● Given request
Rewrite the records below, replacing every "knee" with "kneecap" and changing nothing else. Leave the pictures out of your answer.

= = =

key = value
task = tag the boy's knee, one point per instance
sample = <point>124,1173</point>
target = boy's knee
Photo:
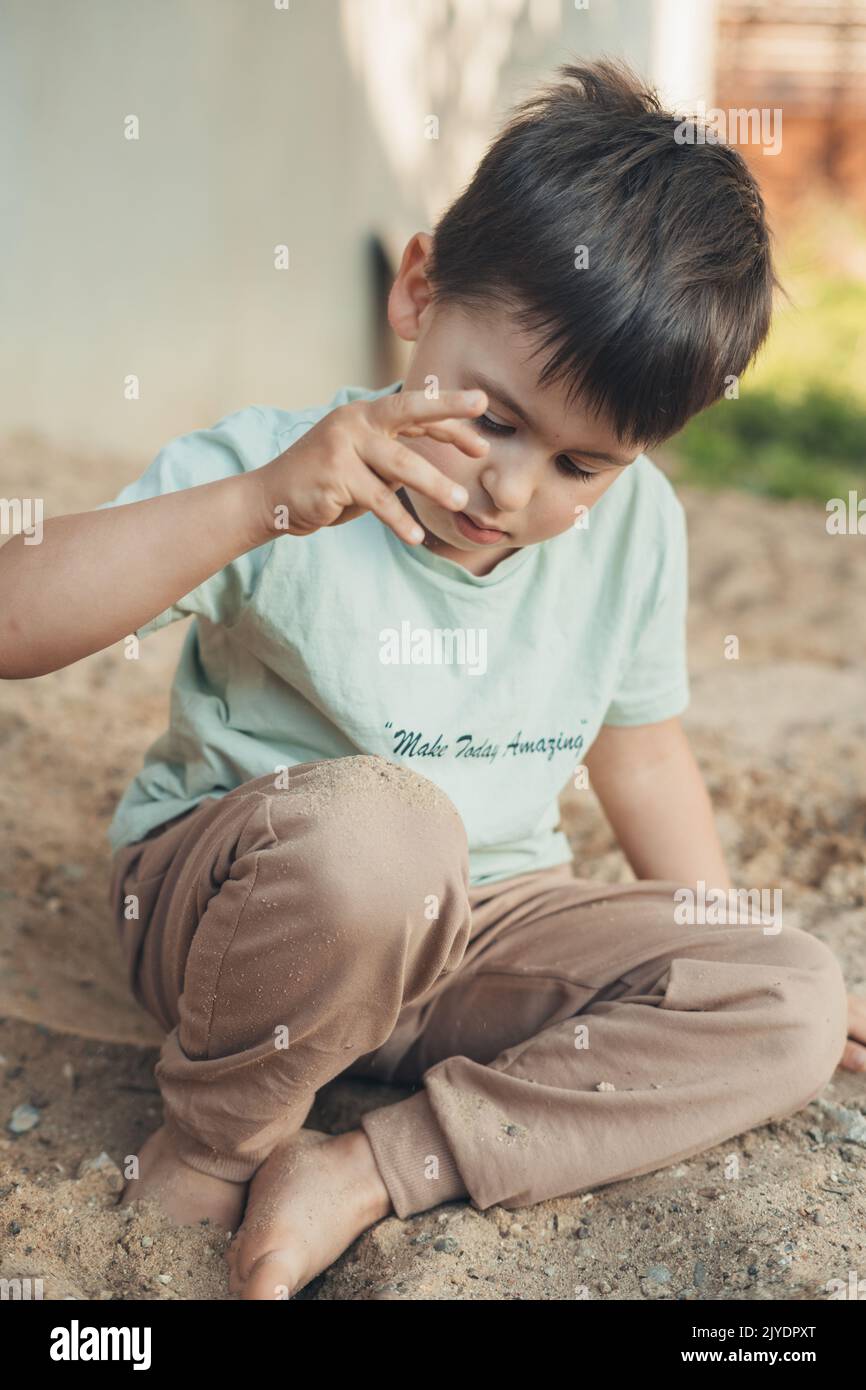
<point>376,845</point>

= = =

● Written answer
key = value
task = tag the boy's kneecap, one point per instance
sample = <point>124,1173</point>
target = boy's kneecap
Photo:
<point>376,845</point>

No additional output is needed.